### Source extract:
______

Whether used within a medical oxygen set-up or another type of system, medical gas valves are crucial to the operation of healthcare facilities across the country and the world. If these vital pieces of equipment are damaged, become blocked, or start to malfunction, the results can be dire.
Of course, medical facilities and healthcare institutions need to protect their investments, as well as the health, safety, and quality of care for patients. This means keeping gas tank valves in good working order, ensuring that they keep on functioning at their best for longer. To achieve this, managers and personnel can adopt a few best practices, designed to protect medical valves.
Pay Attention to Reasonable Usable Lifetime
Before we get into best practices aimed at extending the longevity of the valve without compromising on care, there is an important fact to consider – the lifespan of the valve cannot be extended indefinitely. There will be a limit on how long you can deploy your valves, and this is known as the Reasonable Useful Lifetime, or RUL.
The RUL will vary depending on the make and model of the valve itself, so it’s a good idea to keep hold of the guidelines and information supplied by the manufacturer. However, you can expect to need to change most valves after a period of around five years.

______

### Collected data:
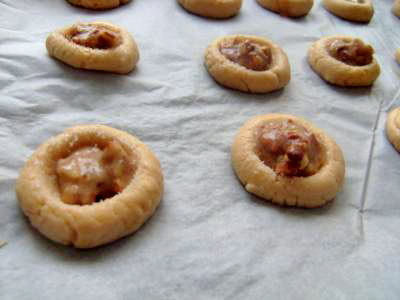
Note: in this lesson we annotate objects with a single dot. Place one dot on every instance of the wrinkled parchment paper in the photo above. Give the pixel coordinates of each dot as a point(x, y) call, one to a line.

______

### Exercises to complete:
A: According to the passage on medical gas valves, after about how long will most valves need to be changed?
B: Translate this sentence from the passage on medical gas valves into Spanish: "The RUL will vary depending on the make and model of the valve itself, so it’s a good idea to keep hold of the guidelines and information supplied by the manufacturer."
C: Retype the part of the passage on medical gas valves starting at "The RUL will" and ending at "around five years.".

### Responses to the exercise:
A: After around five years.

B: La RUL variará según la marca y el modelo de la propia válvula, por lo que es buena idea conservar las pautas y la información proporcionadas por el fabricante.

C:
The RUL will vary depending on the make and model of the valve itself, so it’s a good idea to keep hold of the guidelines and information supplied by the manufacturer. However, you can expect to need to change most valves after a period of around five years.